*Your instructions*: Retype exactly the lines from the line with "Put a point on every instance of the concrete" to the end of the data, keeping both boundary lines.

Data entries:
- - -

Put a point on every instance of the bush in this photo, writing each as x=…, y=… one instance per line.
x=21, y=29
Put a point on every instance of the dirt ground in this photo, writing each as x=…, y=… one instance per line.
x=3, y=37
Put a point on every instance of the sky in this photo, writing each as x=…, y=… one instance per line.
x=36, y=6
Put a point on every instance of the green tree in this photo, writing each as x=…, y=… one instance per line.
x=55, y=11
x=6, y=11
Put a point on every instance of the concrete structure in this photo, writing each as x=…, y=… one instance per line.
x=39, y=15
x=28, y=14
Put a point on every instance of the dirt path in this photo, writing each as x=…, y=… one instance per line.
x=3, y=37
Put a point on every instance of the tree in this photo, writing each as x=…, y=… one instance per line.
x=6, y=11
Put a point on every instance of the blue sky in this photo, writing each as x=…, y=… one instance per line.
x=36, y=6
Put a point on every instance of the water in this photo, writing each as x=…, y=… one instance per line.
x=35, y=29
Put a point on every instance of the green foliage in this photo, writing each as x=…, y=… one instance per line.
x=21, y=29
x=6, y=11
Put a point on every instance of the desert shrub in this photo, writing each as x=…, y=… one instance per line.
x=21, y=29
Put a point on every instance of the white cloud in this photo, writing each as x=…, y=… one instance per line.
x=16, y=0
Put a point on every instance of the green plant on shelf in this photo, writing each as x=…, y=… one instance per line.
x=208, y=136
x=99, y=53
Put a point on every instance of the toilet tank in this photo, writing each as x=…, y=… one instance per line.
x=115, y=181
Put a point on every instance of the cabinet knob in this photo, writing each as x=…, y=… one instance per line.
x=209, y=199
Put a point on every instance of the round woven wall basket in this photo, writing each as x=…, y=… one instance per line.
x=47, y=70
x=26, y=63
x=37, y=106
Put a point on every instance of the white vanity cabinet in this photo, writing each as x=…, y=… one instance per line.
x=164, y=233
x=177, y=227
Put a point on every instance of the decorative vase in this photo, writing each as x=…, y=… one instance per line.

- - -

*Solution below*:
Put a point on every instance of the concrete structure in this photo, writing each as x=…, y=… one instance per line.
x=39, y=15
x=28, y=14
Put a point on every instance of the dirt path in this photo, writing each as x=…, y=… one instance per line.
x=3, y=37
Put a point on every instance of the tree in this photo, writing each as x=…, y=… one instance per line.
x=6, y=11
Put a point on every instance of the blue sky in this photo, writing each as x=…, y=… one instance per line.
x=36, y=6
Put a point on every instance of the water in this photo, writing each as x=…, y=… one instance per line.
x=35, y=29
Put a point on every instance of the green foliage in this photo, writing each as x=…, y=… one instance per line.
x=21, y=29
x=6, y=11
Put a point on every instance of the desert shrub in this photo, writing each as x=…, y=… one instance per line.
x=21, y=29
Put a point on every instance of the white cloud in this photo, writing each as x=…, y=… one instance per line.
x=16, y=0
Put a point on every instance of the green plant on shelf in this photo, writing each as x=…, y=… one instance per line.
x=208, y=136
x=99, y=53
Put a point on every instance of the toilet tank in this photo, writing each as x=…, y=… one instance per line.
x=115, y=181
Put a point on every instance of the cabinet knob in this photo, writing each as x=…, y=… one instance per line.
x=209, y=199
Put a point on every instance of the round woven wall basket in this photo, writing each as x=…, y=… one instance per line.
x=47, y=70
x=26, y=63
x=37, y=106
Put a point on every instance of the white vanity cabinet in this photo, writing each as x=…, y=… one instance per line.
x=164, y=233
x=177, y=227
Put a point on every instance of the decorative vase in this photo, writing each as x=…, y=… one instance per line.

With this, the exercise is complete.